Print the entries exactly as they appear, and omit any images.

■ INPUT DATA:
┄┄┄┄┄┄┄┄┄┄┄┄┄┄┄┄┄┄┄┄

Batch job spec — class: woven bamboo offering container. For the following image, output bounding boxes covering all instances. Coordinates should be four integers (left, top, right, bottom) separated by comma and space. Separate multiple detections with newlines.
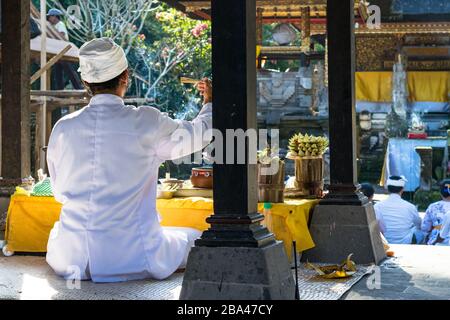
257, 161, 285, 203
287, 133, 328, 198
293, 156, 324, 198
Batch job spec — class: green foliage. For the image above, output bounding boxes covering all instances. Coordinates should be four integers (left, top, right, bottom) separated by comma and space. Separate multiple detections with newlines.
41, 1, 211, 117
413, 190, 442, 211
142, 6, 211, 116
385, 107, 409, 138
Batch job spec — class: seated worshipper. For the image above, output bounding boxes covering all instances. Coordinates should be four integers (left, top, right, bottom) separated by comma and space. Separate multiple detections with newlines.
435, 211, 450, 246
360, 183, 375, 202
46, 38, 213, 282
421, 180, 450, 245
374, 176, 425, 244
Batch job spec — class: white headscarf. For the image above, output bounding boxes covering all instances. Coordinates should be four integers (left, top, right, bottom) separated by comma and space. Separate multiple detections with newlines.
78, 38, 128, 83
386, 175, 408, 187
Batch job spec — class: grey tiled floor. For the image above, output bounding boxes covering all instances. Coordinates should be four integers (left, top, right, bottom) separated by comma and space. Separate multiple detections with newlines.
0, 255, 183, 300
1, 245, 450, 300
343, 244, 450, 300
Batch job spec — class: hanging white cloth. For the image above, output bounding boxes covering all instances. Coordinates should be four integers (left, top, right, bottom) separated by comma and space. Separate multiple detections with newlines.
46, 94, 212, 282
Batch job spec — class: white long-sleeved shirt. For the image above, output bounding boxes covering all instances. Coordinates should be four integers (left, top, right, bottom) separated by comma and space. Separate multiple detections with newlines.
46, 94, 212, 282
54, 21, 69, 41
374, 193, 422, 244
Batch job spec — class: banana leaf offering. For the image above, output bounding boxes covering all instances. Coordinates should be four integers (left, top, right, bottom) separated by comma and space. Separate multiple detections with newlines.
306, 254, 357, 279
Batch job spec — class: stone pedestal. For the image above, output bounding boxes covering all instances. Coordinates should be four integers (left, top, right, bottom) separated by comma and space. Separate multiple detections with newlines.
302, 203, 386, 264
180, 242, 296, 300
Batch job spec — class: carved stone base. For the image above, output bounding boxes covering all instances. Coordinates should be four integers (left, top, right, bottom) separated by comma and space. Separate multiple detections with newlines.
180, 242, 296, 300
302, 203, 386, 264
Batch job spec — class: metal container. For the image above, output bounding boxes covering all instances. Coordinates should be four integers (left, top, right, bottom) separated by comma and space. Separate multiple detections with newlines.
190, 167, 213, 189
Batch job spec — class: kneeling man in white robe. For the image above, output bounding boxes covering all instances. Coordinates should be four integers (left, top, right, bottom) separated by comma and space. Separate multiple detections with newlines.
46, 38, 213, 282
374, 176, 425, 244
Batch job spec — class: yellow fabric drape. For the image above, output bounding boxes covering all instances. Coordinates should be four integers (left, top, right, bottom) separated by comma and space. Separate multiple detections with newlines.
256, 45, 261, 67
5, 195, 62, 252
355, 71, 450, 103
408, 72, 449, 103
4, 194, 318, 257
356, 71, 392, 103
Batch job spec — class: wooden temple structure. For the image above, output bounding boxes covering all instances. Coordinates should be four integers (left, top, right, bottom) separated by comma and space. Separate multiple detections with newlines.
164, 0, 450, 183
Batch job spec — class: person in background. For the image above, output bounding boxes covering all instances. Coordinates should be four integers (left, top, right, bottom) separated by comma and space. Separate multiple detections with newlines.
47, 8, 69, 41
374, 176, 425, 244
436, 211, 450, 246
422, 180, 450, 245
360, 183, 375, 202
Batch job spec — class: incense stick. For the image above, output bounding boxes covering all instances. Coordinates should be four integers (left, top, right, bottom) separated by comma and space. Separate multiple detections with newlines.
180, 77, 200, 85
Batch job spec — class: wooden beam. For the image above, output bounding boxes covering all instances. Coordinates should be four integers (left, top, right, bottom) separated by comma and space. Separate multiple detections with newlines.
30, 45, 72, 85
45, 70, 52, 146
30, 90, 88, 97
34, 110, 43, 177
1, 0, 31, 178
40, 0, 48, 171
193, 10, 211, 20
301, 6, 311, 52
256, 8, 264, 46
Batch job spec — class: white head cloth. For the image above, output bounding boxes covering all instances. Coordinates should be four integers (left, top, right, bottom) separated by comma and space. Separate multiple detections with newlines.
78, 38, 128, 83
386, 175, 408, 187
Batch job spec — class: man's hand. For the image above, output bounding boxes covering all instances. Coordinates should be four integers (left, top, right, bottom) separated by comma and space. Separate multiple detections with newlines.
196, 78, 212, 105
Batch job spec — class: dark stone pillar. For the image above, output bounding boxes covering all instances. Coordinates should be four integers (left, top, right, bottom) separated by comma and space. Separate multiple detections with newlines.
0, 0, 31, 238
1, 0, 31, 181
321, 0, 365, 206
195, 0, 273, 249
301, 0, 385, 264
181, 0, 295, 300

┄┄┄┄┄┄┄┄┄┄┄┄┄┄┄┄┄┄┄┄

■ REPLY:
Batch job spec — class: woven bamboo offering container. For the following image, output bounding boxes covering all instances. Coordinates should be four integers (left, top, right, bottom) separated by comma and space. Separate multiple detections with newlines.
257, 161, 285, 203
287, 133, 328, 198
293, 156, 324, 198
Batch job spec — class: green foliage. For the image above, output bounding boxes covering all instances. Coordinates should be four integers (left, top, right, bottom) separated by comma and space. Separate multiple detections with newlines.
41, 1, 211, 117
413, 190, 442, 211
142, 6, 211, 116
385, 107, 409, 138
Batch job spec — class: seated worshipper. For the image above, output bounding boxes covering all instances. Coordinates should be four integers (left, top, right, bottom) separated by comma and space. Separate multiple detections with newlines.
435, 211, 450, 246
360, 183, 375, 202
46, 38, 213, 282
421, 180, 450, 245
374, 176, 425, 244
Batch job spec — class: white headscarf. For the image above, output bounding boxes covering all instances. Coordinates should be four integers (left, top, right, bottom) separated by comma and space. Separate multiple detections with newlines.
78, 38, 128, 83
386, 175, 408, 187
Batch job spec — class: grey tiled floor. For the image above, output bounding boxes covering all instances. Coordinates should be four integers (left, top, right, bottom) separated by comma and space. Separate multiple detections with newlines.
0, 255, 183, 300
1, 245, 450, 300
343, 244, 450, 300
Batch job spec — class: hanging white cloth. For the image above, output bounding boxes covering all instances. Coordinates should be four integers (left, top, right, bottom) separated by comma and space. Separate multiple detections with newlines.
46, 94, 212, 282
Batch job spec — class: white long-sleeved shirt. For the image above, output bounding boxes covering all instances. Coordinates should be four integers (left, top, right, bottom) separated by comma and space. Separate multiple detections with newlines.
46, 94, 212, 282
54, 21, 69, 41
374, 193, 422, 244
Batch job spec — class: banana leaf offering. For the image above, output bounding boxes covering all instances. Coordinates should be four integers (left, top, right, bottom) separated by comma and space. Separate multiple detections with newlines.
306, 254, 357, 279
Batch job spec — class: stone pedestal. For the image above, output bounding boxes covering all instances. Coordinates should be four integers (left, top, right, bottom) separated by comma and space. Separate multiple detections with newlines.
302, 203, 386, 264
180, 242, 296, 300
Batch job spec — class: carved stone base. For the image above, output bounding boxes covering all instances. Coordinates should be four integers (left, top, right, bottom) separated by comma and space. Separate multiple detections with newlines.
180, 242, 296, 300
302, 203, 386, 264
Batch job spec — class: metal container. For the image above, output bounding boxes covering all instances. Coordinates should be four integers (left, top, right, bottom) separated by comma and space. Separate multiple detections with newlines.
190, 167, 213, 189
Batch job spec — class: kneeling man in white robe. For the image above, output bounding boxes covering all instances. Coordinates should be four integers (left, top, right, bottom) separated by comma and space. Separate multiple detections with newlines.
46, 38, 213, 282
374, 176, 425, 244
Batch job spec — class: yellow fabric drape. For the image above, output bounding boxes covering all instances. Coordinates should be four integers (left, top, right, bottom) separated by comma and space. Separate multiple detections with newlines.
256, 45, 261, 67
5, 195, 62, 252
355, 71, 450, 103
408, 72, 449, 103
4, 194, 318, 257
356, 71, 392, 103
Batch job spec — class: wooden temple structure. For the image above, output bounding boxes covering all instances. Coordinates should be four integers (left, top, right, bottom) separated by comma and space. Separate multiple detections with newlines.
164, 0, 450, 183
Batch job spec — class: person in background. For the image above, output bounding boxes covering all instances. Coordinates should be four integers (left, top, right, bottom) separated by comma and space. Separate multiple detections with newlines.
47, 8, 69, 41
374, 176, 425, 244
436, 211, 450, 246
422, 180, 450, 245
360, 183, 375, 202
Batch job spec — class: incense stick. For the image above, output bounding boxes covering all instances. Coordinates should be four integers (left, top, right, bottom) separated by comma and space. Separate multiple detections with newlines.
180, 77, 200, 85
Batch job spec — class: wooden beam. For the image above, output bounding boxes covering all instances. Coordinates should be four integers (left, top, right, bottom) separated by comma and space. Separate multiple detections with newlines.
30, 45, 72, 85
45, 70, 52, 146
30, 90, 88, 97
34, 110, 43, 177
1, 0, 31, 178
40, 0, 48, 171
193, 10, 211, 20
301, 6, 311, 52
256, 8, 264, 46
Batch job spec — class: white head cloth. For the image above, output bounding boxes covering all instances. Coordinates should be four integers (left, top, right, bottom) separated by comma and space. Separate multiple detections with newlines.
78, 38, 128, 83
386, 175, 408, 187
Batch job spec — class: man's hand. For the image above, output bounding boxes covering all instances. Coordinates should be four integers (left, top, right, bottom) separated by comma and space. Separate multiple detections with newlines.
196, 78, 212, 105
Batch job spec — class: dark stone pillar. For the image above, output bounding boxes covering all instances. Coordinates should be four integers (left, top, right, bottom) separated by comma and space. Separate multiple detections with newlines.
0, 0, 31, 238
1, 0, 31, 181
321, 0, 365, 206
195, 0, 273, 249
301, 0, 385, 264
181, 0, 295, 300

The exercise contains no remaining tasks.